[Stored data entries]
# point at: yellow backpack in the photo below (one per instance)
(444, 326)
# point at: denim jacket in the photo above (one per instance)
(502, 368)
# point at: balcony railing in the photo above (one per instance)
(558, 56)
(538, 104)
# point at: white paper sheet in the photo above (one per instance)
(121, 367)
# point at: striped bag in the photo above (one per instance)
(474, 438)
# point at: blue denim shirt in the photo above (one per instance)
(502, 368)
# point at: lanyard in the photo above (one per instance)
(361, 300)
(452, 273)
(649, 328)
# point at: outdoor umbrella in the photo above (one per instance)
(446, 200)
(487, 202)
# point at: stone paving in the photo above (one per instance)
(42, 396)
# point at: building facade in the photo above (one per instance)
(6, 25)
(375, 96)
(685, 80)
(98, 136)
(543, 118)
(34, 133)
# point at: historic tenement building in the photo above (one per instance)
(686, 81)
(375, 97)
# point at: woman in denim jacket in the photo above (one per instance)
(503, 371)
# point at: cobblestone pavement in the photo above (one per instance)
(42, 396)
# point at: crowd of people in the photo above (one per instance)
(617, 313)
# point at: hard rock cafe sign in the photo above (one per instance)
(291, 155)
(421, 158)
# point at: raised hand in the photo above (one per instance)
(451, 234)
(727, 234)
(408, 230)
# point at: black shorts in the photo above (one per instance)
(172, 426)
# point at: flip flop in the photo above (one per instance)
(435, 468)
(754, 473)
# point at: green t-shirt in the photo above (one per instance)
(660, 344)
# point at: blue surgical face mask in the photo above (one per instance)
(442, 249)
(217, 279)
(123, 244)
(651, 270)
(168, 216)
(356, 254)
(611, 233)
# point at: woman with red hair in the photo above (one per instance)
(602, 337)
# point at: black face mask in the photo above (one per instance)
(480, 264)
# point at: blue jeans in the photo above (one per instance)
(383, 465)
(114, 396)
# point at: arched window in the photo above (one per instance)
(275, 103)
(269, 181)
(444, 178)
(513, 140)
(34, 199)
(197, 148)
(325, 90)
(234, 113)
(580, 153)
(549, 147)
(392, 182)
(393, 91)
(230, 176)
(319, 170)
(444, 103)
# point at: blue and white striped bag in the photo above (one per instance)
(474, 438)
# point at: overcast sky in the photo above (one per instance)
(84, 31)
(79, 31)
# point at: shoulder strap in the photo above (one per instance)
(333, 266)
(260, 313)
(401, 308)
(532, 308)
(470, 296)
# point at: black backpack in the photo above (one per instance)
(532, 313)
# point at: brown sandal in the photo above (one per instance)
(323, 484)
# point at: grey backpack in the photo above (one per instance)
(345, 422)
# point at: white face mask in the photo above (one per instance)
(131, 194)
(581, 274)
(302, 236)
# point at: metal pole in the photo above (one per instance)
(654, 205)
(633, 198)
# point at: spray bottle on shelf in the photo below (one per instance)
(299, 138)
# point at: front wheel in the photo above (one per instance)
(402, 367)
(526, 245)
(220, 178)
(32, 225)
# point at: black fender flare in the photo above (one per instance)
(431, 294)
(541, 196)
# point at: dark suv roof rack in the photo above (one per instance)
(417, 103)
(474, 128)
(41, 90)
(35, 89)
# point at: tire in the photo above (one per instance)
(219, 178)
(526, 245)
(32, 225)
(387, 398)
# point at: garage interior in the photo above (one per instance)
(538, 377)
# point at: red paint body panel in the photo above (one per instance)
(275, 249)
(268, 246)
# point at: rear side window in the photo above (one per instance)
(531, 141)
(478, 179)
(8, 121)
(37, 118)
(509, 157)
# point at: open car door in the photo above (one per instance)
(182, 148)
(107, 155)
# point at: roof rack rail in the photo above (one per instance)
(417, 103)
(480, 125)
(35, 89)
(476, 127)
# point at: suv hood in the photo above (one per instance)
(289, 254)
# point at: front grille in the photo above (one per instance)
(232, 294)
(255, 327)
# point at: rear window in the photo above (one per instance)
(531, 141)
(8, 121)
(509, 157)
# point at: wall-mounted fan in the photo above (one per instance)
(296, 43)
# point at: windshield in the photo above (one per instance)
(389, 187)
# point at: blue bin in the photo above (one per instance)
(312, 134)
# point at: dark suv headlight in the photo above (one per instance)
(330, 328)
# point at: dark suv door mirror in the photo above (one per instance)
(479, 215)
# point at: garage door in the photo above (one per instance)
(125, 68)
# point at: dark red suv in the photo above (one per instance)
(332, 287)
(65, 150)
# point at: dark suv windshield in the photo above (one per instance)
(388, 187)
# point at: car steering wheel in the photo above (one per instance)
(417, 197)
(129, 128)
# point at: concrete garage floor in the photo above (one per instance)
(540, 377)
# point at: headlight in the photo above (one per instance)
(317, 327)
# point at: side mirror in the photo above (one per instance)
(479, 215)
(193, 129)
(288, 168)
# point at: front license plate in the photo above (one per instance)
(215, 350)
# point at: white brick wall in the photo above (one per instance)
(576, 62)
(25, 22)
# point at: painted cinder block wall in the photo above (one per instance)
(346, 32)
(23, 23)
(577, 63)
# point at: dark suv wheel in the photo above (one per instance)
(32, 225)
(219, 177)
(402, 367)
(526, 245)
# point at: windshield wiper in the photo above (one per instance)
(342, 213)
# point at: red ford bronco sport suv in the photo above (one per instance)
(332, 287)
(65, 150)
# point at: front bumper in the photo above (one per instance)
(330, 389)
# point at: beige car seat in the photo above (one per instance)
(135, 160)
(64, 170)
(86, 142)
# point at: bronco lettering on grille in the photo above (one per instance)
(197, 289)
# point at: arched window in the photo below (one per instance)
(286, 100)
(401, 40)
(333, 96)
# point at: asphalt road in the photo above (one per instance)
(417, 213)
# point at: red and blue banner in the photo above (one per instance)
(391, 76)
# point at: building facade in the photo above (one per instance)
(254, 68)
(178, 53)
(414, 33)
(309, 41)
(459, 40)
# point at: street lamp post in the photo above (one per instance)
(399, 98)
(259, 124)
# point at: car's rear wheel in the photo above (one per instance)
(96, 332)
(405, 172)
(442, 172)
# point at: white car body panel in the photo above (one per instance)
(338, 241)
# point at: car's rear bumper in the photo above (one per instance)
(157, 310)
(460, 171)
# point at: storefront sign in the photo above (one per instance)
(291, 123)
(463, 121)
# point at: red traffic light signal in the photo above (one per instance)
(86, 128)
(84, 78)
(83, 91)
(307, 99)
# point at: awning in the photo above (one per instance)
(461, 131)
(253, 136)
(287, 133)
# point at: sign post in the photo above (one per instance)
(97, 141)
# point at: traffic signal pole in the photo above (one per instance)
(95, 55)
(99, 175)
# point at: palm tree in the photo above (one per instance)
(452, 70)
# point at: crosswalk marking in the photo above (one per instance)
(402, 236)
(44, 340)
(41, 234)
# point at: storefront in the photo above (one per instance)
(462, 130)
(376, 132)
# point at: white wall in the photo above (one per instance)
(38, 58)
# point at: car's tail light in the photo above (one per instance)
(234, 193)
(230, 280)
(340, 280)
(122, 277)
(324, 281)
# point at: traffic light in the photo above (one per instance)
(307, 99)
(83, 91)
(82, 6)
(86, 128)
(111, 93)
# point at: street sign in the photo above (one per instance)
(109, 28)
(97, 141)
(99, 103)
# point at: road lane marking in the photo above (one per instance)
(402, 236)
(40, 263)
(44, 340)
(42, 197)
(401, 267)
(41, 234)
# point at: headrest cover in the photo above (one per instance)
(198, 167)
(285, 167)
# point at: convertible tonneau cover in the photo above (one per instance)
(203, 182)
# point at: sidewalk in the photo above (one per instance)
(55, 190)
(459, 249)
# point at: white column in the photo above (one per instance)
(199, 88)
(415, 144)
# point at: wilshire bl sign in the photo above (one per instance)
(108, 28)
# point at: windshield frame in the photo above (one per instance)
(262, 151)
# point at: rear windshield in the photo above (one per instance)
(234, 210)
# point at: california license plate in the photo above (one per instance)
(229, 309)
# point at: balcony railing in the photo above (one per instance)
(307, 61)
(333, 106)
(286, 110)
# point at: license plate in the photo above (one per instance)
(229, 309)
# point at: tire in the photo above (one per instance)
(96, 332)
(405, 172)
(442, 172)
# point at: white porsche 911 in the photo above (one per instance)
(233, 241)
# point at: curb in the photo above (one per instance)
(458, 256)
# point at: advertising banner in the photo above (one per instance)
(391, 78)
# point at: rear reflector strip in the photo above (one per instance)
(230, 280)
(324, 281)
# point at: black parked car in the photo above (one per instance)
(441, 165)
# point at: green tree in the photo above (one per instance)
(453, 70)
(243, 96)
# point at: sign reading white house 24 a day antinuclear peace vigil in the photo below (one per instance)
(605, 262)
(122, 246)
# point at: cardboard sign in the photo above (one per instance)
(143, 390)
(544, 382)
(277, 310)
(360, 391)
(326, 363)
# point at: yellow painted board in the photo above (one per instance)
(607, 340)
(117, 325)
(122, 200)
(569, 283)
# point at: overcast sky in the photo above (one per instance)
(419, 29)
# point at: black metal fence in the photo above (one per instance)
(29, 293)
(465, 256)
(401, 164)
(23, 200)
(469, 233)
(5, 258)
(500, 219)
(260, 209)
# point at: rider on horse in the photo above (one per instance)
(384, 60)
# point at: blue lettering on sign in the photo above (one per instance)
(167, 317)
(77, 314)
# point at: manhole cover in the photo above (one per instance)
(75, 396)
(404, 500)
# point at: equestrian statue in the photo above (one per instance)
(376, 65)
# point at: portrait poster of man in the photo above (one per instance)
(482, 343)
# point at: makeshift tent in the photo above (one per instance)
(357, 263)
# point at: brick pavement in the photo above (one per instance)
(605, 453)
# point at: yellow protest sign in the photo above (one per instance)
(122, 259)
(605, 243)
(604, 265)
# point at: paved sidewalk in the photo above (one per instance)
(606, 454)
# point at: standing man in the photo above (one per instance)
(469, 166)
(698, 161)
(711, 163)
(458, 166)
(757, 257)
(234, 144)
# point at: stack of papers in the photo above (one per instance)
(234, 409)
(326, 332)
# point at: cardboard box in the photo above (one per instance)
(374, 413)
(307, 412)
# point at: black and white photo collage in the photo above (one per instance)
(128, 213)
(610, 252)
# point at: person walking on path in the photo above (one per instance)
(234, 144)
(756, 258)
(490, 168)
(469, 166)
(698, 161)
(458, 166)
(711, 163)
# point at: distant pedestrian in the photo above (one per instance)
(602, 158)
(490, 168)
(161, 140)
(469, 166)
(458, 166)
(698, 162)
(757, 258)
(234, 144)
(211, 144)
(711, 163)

Work to complete >>
Write out the line containing "# point at: stack" and every line after it through the end of the entries. Keep each one exactly as it is, and add nothing.

Answer space >>
# point at: stack of papers in the photo above (one per instance)
(234, 409)
(326, 332)
# point at: cardboard box in the photo above (one per instance)
(374, 413)
(307, 412)
# point at: black and white photo collage in the photo above (one per instance)
(128, 213)
(610, 252)
# point at: person walking on path in the photo above (one per instance)
(234, 144)
(756, 258)
(490, 168)
(469, 166)
(698, 161)
(458, 166)
(711, 163)
# point at: distant pedestrian in the photo above (one per instance)
(602, 158)
(490, 168)
(161, 140)
(469, 166)
(458, 166)
(698, 162)
(757, 258)
(234, 144)
(211, 144)
(711, 163)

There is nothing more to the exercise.